DATASET CONTENT: Begin

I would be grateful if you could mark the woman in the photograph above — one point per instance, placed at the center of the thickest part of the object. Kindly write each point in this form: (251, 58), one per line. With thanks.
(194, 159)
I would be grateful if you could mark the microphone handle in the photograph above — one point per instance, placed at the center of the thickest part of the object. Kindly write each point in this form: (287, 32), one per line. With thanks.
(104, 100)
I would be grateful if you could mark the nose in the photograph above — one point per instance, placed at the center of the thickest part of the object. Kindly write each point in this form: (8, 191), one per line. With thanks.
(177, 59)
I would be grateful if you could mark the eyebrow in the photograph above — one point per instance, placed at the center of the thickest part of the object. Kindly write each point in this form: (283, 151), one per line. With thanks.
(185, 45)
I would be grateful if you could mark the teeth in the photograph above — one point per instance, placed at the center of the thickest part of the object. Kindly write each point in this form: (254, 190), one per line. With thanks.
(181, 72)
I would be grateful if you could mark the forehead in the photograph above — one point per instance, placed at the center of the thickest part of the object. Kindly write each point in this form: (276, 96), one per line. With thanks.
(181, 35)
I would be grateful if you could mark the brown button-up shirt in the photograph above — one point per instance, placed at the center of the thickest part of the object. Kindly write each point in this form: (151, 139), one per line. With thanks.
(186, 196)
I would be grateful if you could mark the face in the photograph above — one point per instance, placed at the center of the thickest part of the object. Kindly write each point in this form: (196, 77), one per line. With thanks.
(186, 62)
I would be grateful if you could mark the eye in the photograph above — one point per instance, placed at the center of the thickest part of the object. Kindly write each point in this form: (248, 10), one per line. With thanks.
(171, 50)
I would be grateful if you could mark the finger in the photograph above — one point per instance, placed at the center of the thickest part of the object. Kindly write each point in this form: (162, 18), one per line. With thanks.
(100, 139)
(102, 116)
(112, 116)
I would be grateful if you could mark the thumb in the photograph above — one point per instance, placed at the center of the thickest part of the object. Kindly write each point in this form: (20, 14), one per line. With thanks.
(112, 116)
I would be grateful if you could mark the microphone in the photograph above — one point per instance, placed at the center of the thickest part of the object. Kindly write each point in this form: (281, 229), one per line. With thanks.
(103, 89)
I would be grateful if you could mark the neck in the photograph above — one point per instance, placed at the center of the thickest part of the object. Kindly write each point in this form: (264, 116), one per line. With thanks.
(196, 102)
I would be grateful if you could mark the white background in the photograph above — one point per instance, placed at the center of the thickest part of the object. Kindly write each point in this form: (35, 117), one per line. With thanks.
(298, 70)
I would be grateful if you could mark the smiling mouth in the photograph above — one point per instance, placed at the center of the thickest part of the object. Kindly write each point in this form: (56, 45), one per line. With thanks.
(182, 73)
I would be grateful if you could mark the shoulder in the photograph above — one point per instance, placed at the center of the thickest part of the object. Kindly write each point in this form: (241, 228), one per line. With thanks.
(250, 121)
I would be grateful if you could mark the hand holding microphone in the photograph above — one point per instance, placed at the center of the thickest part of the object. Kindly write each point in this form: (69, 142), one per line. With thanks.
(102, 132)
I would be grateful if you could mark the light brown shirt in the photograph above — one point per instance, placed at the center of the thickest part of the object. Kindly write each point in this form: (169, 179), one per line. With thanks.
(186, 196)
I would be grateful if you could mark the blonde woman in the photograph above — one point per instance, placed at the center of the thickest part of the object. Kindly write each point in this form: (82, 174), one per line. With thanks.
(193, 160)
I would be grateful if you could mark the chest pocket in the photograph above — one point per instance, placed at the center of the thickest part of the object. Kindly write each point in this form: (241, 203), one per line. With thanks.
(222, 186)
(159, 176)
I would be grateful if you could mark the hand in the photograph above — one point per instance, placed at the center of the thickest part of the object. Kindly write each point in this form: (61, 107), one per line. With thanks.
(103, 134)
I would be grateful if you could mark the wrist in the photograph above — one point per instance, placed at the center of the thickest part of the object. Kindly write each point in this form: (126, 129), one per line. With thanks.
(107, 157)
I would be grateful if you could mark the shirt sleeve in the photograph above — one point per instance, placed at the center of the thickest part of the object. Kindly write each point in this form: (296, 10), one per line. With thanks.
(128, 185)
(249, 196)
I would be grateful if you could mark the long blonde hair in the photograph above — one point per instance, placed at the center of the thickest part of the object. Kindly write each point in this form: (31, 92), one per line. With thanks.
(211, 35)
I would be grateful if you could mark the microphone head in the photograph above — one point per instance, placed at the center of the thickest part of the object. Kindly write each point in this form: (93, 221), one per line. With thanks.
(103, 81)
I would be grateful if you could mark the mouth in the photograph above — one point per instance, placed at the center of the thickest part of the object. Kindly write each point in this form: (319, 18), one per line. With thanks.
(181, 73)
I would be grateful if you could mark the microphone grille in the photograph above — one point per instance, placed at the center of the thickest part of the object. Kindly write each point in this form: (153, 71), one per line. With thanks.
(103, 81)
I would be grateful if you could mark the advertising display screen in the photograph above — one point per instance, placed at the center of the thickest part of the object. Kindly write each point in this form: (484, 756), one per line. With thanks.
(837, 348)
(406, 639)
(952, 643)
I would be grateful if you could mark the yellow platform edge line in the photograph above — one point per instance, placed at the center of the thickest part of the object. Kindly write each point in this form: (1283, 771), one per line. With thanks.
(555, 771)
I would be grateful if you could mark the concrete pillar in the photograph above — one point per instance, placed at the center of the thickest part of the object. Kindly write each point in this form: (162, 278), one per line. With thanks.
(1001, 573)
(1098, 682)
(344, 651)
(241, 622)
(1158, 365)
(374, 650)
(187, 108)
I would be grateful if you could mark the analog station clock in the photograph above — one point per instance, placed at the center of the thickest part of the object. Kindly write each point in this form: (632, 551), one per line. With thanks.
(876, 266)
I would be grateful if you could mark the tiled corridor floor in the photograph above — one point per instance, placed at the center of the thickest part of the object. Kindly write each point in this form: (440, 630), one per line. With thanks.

DATASET CONTENT: End

_REQUIRED ACTION_
Please make your reply exactly the lines from the one containing "I would be grateful if you could mark the concrete" through the end of the entries above, and nothing more.

_EXERCISE OUTPUT_
I would be grateful if you could mark the concrete pillar in the photograph above — one point per instance, placed at the center of the thickest part of the object. Kindly write each point in this form: (162, 278), one per line. With thanks.
(1001, 573)
(1098, 682)
(344, 651)
(241, 622)
(1158, 365)
(374, 650)
(187, 108)
I would be grateful if you could mark the analog station clock in the photograph above — one point per instance, placed at the center of the thickest part of the object. Kindly write each point in this form: (632, 551), one per line. With thanks.
(876, 266)
I would be grateful if you could mark the tiled corridor floor in the photograph above — one point per instance, placed at the center of the thickest part of the object. Kindly write each point in this form: (440, 630), one per line. With thanks.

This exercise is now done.